** Problem details **
Which lines in the data below contain the string "rough"? Locate each one and copy it out in full.
================================
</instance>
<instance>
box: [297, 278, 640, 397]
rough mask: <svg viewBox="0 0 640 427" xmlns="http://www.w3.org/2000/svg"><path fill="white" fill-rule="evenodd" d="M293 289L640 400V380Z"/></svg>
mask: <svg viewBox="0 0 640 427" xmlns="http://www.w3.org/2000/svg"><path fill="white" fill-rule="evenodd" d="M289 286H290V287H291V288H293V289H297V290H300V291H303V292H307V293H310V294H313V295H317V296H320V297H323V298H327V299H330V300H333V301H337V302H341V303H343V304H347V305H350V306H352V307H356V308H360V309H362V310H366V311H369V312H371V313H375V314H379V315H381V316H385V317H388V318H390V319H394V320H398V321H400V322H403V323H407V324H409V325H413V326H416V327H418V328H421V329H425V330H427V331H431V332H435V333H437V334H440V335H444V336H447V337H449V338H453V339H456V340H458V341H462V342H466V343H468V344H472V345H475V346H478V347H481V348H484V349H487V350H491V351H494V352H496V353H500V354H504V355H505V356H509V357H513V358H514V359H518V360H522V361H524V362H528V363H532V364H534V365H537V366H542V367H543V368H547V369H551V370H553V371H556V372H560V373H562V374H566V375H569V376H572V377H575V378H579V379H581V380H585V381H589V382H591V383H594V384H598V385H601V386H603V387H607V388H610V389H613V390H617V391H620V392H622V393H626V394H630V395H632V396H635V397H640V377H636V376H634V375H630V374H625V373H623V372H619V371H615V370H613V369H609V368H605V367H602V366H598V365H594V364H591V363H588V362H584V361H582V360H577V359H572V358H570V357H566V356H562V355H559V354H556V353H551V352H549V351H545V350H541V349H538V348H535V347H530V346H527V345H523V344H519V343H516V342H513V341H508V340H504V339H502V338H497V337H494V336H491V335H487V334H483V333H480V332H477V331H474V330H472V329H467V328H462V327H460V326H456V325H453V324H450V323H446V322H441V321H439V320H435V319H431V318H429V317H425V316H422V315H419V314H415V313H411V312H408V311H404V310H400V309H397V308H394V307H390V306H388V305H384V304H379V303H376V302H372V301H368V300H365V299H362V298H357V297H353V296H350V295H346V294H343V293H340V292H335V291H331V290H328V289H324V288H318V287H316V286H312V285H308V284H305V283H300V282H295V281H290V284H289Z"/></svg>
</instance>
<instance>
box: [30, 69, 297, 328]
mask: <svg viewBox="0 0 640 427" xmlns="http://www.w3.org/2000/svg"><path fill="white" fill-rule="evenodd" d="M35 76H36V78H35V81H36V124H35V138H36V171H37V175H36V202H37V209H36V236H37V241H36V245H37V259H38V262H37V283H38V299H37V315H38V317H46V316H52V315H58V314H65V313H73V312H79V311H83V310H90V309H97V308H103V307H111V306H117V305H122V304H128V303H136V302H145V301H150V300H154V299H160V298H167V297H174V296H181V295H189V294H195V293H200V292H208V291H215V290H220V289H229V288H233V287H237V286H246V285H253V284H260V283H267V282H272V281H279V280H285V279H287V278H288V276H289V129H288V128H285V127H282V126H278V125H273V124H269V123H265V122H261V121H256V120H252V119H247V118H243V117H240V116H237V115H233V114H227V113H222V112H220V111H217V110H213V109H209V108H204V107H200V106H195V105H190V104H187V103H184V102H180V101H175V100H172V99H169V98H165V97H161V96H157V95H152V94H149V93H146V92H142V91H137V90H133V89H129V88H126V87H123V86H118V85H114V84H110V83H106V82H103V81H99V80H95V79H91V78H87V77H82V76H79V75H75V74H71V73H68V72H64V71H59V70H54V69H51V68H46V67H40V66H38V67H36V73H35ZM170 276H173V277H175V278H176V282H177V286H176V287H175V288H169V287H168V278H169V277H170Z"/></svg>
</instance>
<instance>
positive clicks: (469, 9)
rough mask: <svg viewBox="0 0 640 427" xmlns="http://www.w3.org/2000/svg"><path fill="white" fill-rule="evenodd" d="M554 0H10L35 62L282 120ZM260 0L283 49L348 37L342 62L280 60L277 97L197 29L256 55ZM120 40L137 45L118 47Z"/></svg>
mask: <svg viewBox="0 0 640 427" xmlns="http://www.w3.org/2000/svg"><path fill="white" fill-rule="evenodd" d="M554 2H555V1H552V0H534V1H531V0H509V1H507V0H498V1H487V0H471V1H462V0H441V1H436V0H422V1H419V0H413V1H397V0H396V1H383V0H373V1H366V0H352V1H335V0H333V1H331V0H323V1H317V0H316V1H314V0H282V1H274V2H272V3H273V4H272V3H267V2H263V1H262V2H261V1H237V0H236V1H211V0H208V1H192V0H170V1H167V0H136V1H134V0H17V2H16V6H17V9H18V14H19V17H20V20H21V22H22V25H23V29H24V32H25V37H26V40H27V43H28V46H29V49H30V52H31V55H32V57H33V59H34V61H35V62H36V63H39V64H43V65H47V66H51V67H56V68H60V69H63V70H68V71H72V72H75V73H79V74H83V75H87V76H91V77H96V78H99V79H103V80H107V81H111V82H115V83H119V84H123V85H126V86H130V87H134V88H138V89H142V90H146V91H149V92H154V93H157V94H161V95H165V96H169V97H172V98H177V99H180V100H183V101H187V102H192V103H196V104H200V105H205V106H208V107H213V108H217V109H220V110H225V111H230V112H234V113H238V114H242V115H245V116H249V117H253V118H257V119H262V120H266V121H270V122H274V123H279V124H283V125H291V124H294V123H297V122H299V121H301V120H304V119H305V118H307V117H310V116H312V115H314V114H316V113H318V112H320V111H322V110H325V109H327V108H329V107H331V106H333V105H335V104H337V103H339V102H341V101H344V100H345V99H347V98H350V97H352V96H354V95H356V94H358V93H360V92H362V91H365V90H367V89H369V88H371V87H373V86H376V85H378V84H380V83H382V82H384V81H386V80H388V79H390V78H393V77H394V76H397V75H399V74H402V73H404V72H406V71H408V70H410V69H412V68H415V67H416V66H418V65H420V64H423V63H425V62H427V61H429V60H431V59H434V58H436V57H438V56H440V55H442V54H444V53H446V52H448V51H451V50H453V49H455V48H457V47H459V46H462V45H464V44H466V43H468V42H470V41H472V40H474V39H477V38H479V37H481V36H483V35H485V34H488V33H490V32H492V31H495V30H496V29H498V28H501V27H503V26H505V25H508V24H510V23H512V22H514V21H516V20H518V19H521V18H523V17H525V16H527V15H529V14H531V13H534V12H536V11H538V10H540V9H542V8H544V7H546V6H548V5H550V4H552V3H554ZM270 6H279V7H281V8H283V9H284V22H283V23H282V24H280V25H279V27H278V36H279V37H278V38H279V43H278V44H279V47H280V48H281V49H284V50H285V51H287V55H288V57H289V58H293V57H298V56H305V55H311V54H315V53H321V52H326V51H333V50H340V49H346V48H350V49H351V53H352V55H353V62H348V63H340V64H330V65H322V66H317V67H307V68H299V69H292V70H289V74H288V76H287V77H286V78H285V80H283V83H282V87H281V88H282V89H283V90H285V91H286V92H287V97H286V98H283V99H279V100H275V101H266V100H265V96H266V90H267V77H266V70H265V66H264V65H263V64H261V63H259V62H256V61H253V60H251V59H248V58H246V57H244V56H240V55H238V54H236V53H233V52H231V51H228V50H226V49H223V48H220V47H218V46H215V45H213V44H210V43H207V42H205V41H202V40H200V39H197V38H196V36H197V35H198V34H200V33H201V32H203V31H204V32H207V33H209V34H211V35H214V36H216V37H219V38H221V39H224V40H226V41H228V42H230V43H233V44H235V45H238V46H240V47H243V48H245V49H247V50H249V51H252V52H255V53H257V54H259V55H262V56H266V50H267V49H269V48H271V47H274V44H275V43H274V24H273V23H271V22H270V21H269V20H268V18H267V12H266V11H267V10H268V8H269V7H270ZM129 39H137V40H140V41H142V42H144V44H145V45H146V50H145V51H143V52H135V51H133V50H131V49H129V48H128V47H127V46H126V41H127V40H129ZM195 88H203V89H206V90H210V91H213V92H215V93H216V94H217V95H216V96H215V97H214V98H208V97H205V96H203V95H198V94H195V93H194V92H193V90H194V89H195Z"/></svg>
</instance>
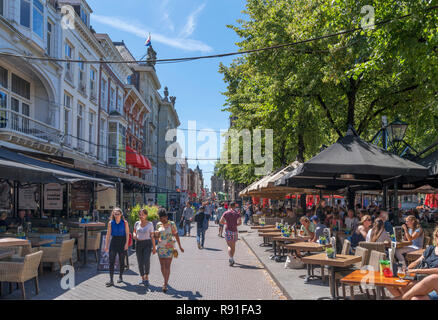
================================
** Written solution **
rough mask: <svg viewBox="0 0 640 427" xmlns="http://www.w3.org/2000/svg"><path fill="white" fill-rule="evenodd" d="M293 289L640 400V380Z"/></svg>
rough mask: <svg viewBox="0 0 640 427" xmlns="http://www.w3.org/2000/svg"><path fill="white" fill-rule="evenodd" d="M554 0H10L35 62L282 120ZM260 0L283 49L348 37L342 62L280 60L277 97L197 29L256 55ZM120 40L137 45L118 47Z"/></svg>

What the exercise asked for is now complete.